- [Supplied records]
++++++++++++++++++++

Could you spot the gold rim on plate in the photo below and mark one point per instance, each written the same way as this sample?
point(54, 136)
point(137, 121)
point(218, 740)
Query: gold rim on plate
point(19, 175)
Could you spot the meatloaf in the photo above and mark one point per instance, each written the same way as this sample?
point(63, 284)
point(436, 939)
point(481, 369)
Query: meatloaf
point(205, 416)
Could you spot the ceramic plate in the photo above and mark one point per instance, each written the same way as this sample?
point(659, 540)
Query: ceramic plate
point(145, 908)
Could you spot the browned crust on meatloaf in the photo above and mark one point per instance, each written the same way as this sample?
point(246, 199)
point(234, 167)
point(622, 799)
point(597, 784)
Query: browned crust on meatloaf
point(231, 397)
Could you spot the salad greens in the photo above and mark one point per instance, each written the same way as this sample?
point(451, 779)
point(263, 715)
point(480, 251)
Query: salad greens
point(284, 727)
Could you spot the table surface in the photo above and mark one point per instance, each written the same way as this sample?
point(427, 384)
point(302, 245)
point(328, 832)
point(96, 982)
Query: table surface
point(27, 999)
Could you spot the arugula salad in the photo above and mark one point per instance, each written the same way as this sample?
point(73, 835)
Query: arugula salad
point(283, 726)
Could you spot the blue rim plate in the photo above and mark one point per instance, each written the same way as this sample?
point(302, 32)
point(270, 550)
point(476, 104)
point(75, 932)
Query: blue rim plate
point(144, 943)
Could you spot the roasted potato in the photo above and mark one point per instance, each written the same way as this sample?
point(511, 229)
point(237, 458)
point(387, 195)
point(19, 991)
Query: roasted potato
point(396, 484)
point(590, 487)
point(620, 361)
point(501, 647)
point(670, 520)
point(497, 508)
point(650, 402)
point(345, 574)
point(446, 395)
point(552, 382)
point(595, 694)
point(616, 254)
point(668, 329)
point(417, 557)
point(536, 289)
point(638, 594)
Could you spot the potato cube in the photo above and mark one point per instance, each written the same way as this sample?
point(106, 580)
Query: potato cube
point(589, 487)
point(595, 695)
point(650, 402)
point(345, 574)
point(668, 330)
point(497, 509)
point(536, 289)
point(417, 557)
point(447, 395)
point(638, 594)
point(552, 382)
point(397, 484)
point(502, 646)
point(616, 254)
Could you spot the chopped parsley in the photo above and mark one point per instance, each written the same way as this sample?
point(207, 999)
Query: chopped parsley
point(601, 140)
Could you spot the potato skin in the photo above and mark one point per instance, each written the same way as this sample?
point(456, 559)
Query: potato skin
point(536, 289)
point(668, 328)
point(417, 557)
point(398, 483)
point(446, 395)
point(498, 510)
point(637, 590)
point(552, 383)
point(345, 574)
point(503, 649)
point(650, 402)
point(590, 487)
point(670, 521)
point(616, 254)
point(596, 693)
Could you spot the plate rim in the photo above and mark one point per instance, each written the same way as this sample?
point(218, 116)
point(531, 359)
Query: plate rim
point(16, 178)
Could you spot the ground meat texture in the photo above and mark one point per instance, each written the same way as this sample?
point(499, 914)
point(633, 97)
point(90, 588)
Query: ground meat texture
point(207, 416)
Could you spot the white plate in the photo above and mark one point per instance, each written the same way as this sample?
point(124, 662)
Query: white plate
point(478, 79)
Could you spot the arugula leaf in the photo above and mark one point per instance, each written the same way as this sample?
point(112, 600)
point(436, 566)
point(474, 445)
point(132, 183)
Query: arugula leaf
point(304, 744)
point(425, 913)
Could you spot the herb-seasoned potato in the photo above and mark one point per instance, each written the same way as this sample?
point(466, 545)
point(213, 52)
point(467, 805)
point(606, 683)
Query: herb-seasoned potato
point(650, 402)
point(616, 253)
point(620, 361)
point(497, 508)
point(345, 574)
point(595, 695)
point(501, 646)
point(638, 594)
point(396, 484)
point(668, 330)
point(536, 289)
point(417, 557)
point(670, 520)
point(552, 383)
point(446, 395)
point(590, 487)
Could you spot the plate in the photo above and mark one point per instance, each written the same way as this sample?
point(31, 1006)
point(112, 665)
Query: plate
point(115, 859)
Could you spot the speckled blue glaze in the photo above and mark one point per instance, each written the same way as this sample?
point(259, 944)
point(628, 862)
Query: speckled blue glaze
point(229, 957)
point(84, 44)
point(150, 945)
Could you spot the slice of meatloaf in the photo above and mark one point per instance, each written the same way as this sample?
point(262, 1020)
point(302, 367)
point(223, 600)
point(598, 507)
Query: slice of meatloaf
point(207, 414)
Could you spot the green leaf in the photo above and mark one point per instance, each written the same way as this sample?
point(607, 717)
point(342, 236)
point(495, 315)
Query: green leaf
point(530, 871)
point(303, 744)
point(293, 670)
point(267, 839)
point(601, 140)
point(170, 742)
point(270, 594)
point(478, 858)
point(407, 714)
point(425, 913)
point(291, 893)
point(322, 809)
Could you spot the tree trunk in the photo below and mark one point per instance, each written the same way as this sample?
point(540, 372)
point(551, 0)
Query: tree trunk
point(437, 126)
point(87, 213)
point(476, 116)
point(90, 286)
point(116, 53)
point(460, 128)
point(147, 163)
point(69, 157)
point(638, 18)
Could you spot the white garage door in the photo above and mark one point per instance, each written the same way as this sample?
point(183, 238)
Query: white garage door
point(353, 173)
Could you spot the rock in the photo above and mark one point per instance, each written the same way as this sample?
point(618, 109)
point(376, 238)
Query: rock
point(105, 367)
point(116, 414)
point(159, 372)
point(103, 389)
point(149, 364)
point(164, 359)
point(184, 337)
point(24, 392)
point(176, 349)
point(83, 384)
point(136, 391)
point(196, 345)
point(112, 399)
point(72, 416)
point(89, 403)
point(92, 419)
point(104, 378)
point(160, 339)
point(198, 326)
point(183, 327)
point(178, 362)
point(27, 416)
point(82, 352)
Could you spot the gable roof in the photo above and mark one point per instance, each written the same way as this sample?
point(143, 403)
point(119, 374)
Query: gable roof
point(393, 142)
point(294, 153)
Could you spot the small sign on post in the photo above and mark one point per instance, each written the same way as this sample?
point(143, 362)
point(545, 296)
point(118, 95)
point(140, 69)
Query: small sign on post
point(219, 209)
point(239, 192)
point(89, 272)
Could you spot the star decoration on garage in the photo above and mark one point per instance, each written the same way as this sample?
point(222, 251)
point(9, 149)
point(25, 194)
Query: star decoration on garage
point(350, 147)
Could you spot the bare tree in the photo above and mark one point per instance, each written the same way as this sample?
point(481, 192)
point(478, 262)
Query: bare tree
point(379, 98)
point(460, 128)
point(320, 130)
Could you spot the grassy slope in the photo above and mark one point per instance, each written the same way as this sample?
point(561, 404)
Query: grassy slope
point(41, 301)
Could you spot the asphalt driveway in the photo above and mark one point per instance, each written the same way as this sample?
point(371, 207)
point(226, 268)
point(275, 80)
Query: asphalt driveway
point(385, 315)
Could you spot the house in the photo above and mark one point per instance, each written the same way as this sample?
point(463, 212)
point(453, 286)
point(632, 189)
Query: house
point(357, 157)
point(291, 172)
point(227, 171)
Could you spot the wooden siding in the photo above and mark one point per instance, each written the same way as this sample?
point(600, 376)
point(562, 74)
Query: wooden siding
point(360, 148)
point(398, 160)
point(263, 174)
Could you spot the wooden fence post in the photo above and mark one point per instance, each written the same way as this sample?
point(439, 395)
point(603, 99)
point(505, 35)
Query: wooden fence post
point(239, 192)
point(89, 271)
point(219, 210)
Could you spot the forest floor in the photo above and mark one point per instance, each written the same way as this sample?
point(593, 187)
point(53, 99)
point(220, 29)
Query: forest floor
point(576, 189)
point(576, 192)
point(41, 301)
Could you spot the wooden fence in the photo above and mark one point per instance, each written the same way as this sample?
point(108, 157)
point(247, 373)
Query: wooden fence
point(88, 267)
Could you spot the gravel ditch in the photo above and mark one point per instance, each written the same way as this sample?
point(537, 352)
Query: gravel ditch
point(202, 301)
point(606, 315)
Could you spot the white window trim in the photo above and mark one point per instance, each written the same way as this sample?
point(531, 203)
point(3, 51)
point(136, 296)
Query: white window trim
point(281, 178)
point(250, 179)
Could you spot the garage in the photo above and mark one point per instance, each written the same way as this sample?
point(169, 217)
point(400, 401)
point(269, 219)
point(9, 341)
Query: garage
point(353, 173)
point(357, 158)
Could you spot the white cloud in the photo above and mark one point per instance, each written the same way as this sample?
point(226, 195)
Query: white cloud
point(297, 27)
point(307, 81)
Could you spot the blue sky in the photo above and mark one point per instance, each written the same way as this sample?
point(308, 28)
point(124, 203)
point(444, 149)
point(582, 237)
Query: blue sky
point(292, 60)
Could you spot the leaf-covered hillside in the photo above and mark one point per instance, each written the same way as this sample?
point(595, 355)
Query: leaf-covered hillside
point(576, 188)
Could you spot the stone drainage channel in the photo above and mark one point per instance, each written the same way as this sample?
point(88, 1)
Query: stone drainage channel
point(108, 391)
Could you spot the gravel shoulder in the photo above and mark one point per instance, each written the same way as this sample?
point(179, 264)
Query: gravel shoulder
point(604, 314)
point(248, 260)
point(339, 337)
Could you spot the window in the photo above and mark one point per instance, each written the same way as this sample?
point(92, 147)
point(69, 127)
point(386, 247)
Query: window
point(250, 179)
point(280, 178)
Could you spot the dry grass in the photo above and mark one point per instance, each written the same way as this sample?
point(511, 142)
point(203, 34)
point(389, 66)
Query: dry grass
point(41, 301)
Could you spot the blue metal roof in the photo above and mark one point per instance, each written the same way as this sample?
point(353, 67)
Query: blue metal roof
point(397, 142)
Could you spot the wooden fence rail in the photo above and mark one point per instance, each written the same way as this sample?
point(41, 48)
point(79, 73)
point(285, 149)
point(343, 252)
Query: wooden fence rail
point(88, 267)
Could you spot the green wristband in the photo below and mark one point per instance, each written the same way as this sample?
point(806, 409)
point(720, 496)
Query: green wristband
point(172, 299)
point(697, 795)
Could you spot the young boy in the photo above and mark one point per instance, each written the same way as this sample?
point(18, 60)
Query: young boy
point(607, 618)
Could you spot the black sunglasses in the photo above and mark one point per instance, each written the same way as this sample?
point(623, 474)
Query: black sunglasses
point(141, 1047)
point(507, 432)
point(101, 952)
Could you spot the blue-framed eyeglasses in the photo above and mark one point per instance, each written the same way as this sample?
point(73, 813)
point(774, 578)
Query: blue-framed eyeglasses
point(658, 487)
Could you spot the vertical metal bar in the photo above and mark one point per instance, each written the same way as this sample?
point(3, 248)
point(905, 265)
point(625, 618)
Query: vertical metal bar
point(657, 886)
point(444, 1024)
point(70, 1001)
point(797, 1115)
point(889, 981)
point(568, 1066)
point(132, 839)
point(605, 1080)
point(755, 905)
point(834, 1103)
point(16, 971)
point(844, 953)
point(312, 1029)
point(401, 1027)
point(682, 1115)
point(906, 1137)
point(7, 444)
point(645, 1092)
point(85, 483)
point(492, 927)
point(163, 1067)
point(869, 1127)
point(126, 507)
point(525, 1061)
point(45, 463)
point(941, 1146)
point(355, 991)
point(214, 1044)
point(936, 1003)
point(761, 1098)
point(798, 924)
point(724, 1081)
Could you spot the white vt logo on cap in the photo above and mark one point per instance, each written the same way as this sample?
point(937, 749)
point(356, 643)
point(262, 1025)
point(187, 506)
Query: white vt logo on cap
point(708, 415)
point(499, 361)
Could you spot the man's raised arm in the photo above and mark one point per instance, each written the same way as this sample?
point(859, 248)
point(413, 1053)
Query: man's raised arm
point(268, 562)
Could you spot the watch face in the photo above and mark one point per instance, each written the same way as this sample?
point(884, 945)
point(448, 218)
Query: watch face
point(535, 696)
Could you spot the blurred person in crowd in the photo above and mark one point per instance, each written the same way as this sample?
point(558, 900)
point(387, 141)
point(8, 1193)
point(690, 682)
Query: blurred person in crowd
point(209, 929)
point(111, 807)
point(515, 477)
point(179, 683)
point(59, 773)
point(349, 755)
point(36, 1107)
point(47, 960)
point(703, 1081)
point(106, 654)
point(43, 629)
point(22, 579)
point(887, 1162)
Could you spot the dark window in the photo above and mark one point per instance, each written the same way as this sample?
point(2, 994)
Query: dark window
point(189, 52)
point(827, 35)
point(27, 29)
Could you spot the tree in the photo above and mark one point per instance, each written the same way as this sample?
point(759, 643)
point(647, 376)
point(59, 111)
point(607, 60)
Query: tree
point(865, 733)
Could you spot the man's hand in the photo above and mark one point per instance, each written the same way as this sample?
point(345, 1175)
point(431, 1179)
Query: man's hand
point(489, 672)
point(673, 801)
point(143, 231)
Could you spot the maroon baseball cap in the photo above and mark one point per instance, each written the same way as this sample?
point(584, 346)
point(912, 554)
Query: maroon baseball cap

++++++++++++++++++++

- [Exercise objective] In the listing above, find each line where "baseball" occurs and copy it.

- [Reply to the task]
Could you spot the maroon baseball cap in the photo above and mark one point per instance, each written the same way as this sample?
Query: maroon baseball cap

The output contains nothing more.